_EXERCISE OBJECTIVE_
Please express the records in the stretch from the line containing "Please mark the region of every instance of the woman's face." through the end of the records as a two-column CSV with the headers instruction and output, one row per record. Put each record's text and its answer in one quoted field apiece, with line breaks replaced by spaces.

_SOURCE MATERIAL_

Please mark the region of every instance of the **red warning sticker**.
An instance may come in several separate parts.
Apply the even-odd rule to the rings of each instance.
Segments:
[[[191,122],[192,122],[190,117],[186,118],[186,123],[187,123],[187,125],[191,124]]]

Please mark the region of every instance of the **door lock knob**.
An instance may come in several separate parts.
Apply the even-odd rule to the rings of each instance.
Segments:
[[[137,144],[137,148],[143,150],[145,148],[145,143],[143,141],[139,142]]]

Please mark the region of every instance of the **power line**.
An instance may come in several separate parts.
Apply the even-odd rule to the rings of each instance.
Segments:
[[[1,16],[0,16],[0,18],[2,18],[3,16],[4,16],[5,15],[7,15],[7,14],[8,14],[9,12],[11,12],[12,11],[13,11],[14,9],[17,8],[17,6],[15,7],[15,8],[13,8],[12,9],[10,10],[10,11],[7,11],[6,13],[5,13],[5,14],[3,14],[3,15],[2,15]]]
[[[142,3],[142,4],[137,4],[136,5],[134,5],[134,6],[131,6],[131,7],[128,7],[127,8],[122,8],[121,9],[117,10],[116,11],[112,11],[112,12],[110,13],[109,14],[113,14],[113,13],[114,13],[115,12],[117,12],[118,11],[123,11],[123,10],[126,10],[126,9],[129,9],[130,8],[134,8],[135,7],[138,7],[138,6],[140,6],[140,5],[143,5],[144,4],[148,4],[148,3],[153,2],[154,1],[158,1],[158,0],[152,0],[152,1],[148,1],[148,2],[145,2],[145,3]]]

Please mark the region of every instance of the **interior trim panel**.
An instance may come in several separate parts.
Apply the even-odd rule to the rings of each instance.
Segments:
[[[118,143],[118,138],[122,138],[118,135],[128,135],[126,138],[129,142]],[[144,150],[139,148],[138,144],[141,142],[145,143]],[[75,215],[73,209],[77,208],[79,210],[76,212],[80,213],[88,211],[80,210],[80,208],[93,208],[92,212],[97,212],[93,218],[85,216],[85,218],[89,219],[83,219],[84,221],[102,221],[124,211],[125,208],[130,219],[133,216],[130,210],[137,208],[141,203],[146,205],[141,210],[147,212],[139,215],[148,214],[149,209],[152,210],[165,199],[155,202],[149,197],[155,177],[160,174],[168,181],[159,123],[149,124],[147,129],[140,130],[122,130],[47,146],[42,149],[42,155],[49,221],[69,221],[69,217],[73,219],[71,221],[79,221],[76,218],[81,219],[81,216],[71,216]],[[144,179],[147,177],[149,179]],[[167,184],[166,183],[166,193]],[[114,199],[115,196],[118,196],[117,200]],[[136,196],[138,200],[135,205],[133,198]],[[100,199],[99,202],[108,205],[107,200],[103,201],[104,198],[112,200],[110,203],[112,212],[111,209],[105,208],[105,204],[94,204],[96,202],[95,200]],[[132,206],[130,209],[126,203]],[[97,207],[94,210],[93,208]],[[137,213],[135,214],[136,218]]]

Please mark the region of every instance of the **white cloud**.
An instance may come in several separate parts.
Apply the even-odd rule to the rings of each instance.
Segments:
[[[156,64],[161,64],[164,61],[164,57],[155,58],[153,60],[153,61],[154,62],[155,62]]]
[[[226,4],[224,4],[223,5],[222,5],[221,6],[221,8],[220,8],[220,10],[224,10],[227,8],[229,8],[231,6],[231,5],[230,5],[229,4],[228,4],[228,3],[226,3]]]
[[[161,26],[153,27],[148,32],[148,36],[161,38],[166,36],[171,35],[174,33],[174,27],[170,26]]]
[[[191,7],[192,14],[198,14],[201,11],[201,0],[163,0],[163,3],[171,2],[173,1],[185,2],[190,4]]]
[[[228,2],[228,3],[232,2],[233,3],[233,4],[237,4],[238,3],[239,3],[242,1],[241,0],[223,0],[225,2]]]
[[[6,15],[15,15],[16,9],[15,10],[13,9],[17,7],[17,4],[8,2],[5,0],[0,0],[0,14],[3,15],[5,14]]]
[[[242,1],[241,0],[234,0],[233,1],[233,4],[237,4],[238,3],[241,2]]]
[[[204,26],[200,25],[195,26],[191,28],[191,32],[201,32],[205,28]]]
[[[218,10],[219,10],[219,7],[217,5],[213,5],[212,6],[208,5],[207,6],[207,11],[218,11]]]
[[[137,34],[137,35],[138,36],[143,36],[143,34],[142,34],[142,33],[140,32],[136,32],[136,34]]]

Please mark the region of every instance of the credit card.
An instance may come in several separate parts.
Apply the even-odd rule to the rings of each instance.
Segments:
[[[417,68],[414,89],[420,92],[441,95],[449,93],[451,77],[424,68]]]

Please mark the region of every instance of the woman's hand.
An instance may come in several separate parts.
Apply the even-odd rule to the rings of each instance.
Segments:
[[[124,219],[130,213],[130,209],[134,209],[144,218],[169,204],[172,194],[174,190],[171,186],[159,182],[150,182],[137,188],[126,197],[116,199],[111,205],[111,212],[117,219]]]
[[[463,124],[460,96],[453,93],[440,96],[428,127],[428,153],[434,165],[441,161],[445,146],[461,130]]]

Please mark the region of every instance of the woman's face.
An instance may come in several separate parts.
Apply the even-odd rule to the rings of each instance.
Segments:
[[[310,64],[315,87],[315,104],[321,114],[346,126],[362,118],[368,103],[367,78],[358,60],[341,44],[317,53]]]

_RESULT OF THE EXERCISE_
instruction,output
"Please mark the region of every instance of the woman's face. An instance may come in several separate parts. Apply the even-odd rule to the rings of each instance. Segments:","[[[310,64],[315,87],[315,104],[321,114],[346,126],[362,118],[368,103],[367,78],[358,60],[341,44],[317,53]]]"